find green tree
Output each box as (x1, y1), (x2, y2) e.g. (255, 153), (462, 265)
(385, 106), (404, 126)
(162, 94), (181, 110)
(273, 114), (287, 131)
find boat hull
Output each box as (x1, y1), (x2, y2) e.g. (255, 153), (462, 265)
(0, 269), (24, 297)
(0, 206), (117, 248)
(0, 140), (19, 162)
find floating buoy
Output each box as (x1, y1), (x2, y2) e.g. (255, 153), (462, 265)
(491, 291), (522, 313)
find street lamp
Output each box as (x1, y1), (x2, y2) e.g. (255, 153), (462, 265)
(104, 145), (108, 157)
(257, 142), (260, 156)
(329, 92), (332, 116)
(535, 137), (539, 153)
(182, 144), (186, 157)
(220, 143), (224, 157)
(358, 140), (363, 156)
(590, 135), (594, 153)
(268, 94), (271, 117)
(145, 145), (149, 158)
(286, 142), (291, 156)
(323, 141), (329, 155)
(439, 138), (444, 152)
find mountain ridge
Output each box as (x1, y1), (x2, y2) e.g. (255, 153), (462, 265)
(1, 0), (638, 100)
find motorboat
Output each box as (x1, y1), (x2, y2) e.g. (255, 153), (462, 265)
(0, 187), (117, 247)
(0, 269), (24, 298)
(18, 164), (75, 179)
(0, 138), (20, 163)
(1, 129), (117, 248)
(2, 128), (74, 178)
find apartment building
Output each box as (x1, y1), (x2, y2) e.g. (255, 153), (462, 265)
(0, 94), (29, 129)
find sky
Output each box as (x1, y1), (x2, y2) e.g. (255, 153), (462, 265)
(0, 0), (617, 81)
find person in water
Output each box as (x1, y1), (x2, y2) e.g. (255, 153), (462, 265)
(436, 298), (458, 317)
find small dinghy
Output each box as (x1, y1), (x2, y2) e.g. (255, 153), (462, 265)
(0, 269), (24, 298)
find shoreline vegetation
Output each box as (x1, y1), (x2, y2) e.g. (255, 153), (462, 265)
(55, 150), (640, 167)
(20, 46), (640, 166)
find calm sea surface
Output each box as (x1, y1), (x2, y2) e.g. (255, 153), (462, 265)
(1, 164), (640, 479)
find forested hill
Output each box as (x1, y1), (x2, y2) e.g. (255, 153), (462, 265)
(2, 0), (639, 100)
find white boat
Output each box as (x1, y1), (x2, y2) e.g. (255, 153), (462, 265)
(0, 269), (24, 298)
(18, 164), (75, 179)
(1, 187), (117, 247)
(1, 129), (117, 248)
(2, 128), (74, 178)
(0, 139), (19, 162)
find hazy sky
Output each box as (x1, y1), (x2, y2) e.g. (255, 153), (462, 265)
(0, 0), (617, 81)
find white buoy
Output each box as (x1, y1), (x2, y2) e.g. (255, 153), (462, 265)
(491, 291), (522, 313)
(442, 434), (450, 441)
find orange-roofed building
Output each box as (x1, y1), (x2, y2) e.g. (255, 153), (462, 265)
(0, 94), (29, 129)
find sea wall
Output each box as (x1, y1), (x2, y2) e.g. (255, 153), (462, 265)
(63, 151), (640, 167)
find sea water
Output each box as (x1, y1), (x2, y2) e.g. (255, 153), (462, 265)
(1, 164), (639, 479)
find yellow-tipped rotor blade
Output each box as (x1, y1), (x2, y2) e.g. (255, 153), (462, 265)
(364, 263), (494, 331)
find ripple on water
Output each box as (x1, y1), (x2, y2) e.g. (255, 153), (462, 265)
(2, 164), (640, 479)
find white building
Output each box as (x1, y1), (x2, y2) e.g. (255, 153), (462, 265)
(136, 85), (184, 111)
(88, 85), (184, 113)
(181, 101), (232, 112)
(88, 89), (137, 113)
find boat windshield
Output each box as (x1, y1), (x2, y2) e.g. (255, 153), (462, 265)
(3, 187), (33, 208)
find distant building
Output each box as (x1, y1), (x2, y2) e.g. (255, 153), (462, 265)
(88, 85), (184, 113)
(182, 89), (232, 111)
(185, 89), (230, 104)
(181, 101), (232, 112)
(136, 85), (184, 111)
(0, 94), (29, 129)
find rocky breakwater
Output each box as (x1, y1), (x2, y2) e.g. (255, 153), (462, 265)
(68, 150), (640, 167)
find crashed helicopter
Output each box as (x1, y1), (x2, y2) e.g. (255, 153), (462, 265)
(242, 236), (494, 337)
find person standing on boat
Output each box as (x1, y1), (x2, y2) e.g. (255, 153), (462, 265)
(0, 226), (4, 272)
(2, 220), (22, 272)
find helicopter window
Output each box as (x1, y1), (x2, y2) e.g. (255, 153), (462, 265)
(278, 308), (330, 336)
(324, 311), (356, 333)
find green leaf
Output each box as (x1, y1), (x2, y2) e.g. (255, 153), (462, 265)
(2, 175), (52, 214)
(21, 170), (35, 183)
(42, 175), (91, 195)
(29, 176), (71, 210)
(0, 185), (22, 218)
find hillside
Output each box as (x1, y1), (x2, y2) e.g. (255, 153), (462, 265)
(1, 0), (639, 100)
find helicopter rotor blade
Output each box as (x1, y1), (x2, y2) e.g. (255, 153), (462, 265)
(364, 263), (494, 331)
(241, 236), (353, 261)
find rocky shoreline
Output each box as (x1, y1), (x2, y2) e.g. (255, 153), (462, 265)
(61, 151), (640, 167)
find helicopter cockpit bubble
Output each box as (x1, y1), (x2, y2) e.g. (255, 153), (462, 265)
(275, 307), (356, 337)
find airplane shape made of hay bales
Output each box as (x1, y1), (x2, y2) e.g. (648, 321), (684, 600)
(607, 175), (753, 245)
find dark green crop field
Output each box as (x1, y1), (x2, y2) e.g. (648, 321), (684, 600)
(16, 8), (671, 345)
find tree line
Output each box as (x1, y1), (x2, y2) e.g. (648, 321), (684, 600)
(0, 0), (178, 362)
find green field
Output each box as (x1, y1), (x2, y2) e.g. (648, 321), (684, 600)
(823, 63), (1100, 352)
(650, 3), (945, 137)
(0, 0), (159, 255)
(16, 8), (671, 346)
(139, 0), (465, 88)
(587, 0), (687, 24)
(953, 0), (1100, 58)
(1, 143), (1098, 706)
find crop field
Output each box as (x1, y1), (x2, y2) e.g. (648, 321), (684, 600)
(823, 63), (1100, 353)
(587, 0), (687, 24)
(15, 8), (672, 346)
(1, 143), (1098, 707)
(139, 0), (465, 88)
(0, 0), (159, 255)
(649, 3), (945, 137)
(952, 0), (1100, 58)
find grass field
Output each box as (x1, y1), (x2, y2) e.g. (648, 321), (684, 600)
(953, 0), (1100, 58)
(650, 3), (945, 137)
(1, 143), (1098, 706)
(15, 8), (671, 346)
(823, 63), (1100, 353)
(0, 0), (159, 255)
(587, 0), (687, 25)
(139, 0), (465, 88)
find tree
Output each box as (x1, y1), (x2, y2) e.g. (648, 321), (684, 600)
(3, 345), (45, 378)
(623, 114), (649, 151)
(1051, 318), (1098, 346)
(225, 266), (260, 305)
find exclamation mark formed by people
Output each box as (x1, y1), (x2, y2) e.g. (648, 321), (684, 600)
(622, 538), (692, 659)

__________

● **Exercise brief**: Go line by line through the data above and report each one that holds the string "green".

● **Response**:
find green tree
find green leaf
find dark green crop field
find green field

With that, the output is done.